_Text section_.
%%

Does Deitch Dig Design?

UPDATE: A source close to the museum writes in with this: “Who knows what Deitch will do? It probably depends on what Eli Broad tells him to do.” Which is pretty much what you might have guessed reading the (New York) Timesstory on the whole affair on the Arts front today. Looking for hints in Tyler Green’s first-out-the-gate interview with Deitch, we found none. Design was mentioned exactly once, in reference to a MOCA satellite at the Pacific Design Center. And yet Deitch’s shows and showiness have a certain architectural scale about them. As always, anything goes and anything can happen.

%%

Entries from a pointing dataset
%%

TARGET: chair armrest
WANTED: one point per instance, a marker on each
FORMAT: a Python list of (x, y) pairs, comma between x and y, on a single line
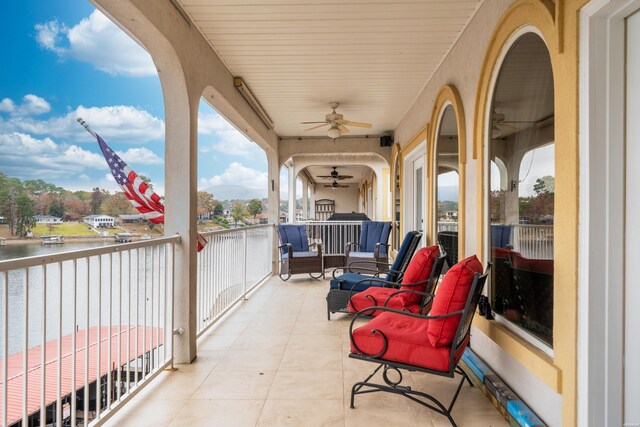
[(376, 249), (347, 247), (289, 248), (365, 311), (407, 291)]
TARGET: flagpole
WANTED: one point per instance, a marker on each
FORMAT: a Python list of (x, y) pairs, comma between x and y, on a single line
[(86, 126)]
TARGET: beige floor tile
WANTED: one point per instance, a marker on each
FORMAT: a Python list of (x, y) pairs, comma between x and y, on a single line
[(316, 341), (236, 385), (314, 360), (306, 385), (302, 413), (217, 342), (227, 413), (157, 413), (248, 341), (250, 360)]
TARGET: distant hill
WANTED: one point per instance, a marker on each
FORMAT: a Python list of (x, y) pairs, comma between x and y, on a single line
[(230, 192), (448, 193)]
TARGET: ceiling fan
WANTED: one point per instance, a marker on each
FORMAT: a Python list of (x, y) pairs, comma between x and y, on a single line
[(335, 175), (334, 185), (337, 123)]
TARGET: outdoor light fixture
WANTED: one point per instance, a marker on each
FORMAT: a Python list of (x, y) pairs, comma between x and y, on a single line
[(333, 132), (253, 102)]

%%

_Goal of the exercise_. In the Deitch text, turn the paragraph starting "UPDATE: A source close to the museum" into a short bulleted list that keeps its main facts. Work only from the Deitch text.

_Solution_.
- A source close to the museum says no one knows what Deitch will do, and that it probably depends on what Eli Broad tells him.
- That is roughly what readers might have guessed from that day's New York Times story on the affair on the Arts front.
- Tyler Green's first interview with Deitch gave no hints. Design came up only once, about a MOCA satellite at the Pacific Design Center.
- Still, Deitch's shows and showiness have a certain architectural scale.
- As always, anything goes and anything can happen.